-- Work request --
Word for word, return the lines below from the first through the line that has "like (77, 112).", dropping the pictures.

──────── Input

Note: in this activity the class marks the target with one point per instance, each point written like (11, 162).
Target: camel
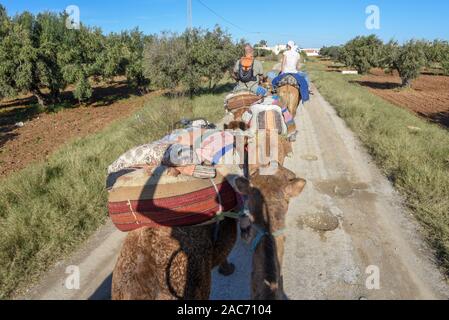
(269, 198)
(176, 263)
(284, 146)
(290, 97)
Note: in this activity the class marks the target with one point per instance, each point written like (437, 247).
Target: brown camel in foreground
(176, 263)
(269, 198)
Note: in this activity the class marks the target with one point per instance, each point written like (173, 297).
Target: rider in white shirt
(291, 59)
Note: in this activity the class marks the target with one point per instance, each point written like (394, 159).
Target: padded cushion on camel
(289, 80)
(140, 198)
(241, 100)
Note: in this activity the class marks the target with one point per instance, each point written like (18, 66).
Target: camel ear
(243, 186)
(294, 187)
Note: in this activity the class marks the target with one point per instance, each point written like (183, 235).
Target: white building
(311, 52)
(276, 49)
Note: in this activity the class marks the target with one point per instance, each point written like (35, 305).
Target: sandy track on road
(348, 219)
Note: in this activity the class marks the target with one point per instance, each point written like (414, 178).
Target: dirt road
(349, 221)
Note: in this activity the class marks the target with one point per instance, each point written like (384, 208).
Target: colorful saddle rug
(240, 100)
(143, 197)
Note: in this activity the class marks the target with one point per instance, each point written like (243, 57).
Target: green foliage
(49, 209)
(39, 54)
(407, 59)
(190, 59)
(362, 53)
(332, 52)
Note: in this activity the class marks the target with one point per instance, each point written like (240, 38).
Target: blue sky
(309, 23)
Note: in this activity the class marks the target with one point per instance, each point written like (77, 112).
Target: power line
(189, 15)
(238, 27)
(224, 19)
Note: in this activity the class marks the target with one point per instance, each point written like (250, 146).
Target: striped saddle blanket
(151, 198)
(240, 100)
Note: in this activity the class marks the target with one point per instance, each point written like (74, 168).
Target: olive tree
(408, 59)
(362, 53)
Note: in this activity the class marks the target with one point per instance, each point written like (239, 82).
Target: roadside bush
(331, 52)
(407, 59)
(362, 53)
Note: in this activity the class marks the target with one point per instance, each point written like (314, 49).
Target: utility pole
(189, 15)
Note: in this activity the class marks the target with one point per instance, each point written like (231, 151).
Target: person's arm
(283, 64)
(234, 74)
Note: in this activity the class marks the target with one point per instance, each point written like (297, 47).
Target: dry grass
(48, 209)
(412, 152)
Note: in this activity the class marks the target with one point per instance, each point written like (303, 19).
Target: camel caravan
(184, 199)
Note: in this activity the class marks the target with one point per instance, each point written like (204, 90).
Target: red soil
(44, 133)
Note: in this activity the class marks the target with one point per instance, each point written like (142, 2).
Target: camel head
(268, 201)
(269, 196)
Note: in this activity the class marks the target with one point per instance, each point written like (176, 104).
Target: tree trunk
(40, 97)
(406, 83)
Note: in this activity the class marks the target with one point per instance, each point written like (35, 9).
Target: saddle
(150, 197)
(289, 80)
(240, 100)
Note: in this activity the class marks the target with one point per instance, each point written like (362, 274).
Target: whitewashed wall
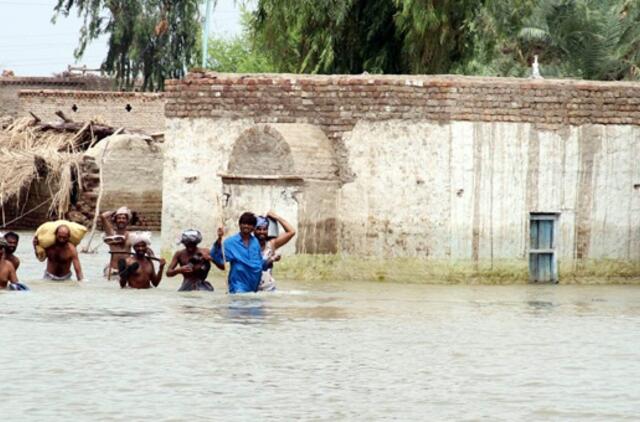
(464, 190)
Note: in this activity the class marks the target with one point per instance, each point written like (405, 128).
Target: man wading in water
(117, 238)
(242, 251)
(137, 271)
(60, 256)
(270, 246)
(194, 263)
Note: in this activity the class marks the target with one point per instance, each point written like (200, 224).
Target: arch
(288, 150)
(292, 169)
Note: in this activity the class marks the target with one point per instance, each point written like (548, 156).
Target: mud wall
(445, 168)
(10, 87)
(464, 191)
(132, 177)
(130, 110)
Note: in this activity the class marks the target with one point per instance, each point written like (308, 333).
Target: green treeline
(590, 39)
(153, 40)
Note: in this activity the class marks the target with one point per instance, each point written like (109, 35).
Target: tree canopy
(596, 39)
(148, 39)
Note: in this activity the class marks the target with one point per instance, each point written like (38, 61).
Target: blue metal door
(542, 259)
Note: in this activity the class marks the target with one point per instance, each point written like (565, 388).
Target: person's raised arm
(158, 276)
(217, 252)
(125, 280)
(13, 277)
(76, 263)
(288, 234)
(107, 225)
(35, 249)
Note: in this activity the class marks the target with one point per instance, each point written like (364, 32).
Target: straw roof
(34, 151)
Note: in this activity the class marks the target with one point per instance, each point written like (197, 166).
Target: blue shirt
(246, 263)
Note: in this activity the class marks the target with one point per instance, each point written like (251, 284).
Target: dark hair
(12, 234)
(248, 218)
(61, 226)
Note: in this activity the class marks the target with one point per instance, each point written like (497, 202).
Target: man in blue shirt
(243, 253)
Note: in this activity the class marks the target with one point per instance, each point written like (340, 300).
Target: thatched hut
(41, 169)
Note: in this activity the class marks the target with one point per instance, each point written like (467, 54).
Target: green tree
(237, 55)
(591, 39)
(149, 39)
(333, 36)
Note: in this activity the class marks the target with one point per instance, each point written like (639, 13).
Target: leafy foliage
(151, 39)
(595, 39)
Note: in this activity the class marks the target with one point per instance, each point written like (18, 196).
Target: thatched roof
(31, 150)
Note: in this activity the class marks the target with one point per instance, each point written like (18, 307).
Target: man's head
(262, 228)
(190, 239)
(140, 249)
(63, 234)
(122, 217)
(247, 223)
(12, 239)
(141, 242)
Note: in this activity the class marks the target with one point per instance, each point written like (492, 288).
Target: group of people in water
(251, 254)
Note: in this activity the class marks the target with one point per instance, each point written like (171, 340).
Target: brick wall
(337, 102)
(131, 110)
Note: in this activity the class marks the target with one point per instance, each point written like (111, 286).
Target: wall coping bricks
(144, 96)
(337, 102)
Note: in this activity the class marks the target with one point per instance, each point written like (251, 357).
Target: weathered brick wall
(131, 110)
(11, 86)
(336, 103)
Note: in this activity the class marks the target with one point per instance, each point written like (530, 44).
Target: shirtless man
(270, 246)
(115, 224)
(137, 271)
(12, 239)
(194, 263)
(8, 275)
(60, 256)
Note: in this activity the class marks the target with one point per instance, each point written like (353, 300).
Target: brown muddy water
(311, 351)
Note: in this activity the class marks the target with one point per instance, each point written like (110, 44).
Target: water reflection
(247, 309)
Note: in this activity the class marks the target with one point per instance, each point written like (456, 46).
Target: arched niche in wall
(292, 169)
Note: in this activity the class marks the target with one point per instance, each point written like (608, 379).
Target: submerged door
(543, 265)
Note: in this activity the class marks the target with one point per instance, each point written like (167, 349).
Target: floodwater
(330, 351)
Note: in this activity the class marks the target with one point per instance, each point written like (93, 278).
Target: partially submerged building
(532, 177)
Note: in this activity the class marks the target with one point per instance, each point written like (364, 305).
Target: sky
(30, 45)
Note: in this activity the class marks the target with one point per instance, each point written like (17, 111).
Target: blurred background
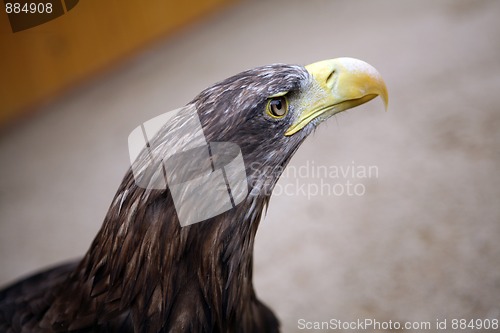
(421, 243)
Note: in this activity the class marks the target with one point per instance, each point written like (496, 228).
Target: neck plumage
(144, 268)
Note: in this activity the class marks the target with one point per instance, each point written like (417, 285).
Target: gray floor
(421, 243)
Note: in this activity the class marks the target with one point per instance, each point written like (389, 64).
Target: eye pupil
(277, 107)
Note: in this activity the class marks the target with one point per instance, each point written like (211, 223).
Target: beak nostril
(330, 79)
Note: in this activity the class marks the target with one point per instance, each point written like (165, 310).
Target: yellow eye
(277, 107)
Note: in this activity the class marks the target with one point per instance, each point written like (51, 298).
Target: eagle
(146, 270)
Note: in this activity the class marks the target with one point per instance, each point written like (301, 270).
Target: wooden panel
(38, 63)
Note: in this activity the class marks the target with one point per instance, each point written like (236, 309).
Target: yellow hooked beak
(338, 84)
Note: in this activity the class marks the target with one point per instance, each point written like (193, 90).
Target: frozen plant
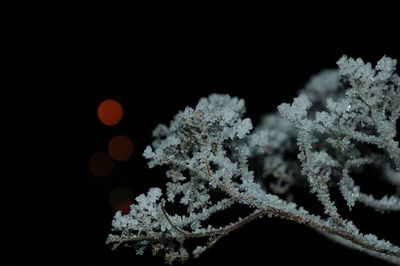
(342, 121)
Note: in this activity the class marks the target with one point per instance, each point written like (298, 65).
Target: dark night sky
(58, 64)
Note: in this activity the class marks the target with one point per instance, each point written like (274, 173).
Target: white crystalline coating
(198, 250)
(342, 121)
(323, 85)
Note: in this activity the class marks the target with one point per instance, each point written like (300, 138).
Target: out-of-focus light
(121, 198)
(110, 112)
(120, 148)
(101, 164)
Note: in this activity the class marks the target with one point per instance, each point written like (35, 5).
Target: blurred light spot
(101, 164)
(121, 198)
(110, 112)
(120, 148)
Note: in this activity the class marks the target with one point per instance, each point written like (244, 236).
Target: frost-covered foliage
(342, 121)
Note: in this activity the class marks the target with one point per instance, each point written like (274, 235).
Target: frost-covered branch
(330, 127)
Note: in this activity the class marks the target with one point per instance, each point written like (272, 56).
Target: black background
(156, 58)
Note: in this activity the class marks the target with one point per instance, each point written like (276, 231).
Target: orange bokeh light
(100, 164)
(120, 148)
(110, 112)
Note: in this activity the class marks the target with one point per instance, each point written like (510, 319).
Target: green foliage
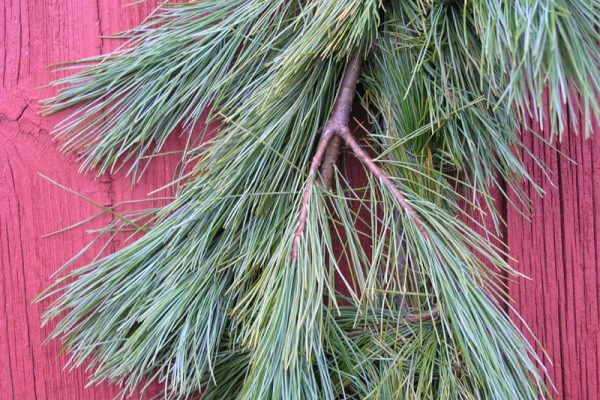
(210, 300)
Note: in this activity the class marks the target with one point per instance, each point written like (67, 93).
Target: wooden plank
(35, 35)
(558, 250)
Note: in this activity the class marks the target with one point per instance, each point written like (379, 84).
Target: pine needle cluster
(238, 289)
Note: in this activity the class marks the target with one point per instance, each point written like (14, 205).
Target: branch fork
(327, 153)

────────────────

-- Your response --
Note: in this activity the class marks the target with one point per instance, each point written like (11, 162).
Target: camel
(269, 198)
(176, 263)
(284, 146)
(290, 97)
Note: in this activity the class marks the target with one point per instance, each point written like (437, 247).
Target: brown camel in foreground
(176, 263)
(269, 198)
Note: in this activity the class marks the target with one point per instance, each point written like (173, 297).
Target: rider in white shirt
(291, 59)
Note: in this activity the class marks the target with one point per instance, each point written like (394, 159).
Target: padded cushion on camel
(289, 80)
(140, 198)
(241, 100)
Note: in this activity the class marks the target with one point per instance, each point written like (18, 66).
Target: camel ear
(243, 186)
(294, 187)
Note: in this activity the class marks the target with one point per instance, each point written like (183, 235).
Target: white building
(311, 52)
(276, 49)
Note: in this activity the class marks the target with one point per instance, each point written like (35, 305).
Target: sandy track on road
(348, 219)
Note: in this activity the class marks the target with one point per instance, each point written like (414, 178).
Target: dirt road
(349, 221)
Note: in this activity the class marks the target with one point per instance, each point written like (384, 208).
Target: colorful saddle rug
(240, 100)
(143, 197)
Note: in this activity the class marks the target with one point per instance, each point written like (243, 57).
Target: green foliage
(49, 209)
(39, 54)
(407, 59)
(190, 59)
(362, 53)
(332, 52)
Note: in this activity the class marks the target with one point per instance, each point written like (240, 38).
Target: blue sky
(309, 23)
Note: in this activity the class marks the target with one point per instance, each point written like (77, 112).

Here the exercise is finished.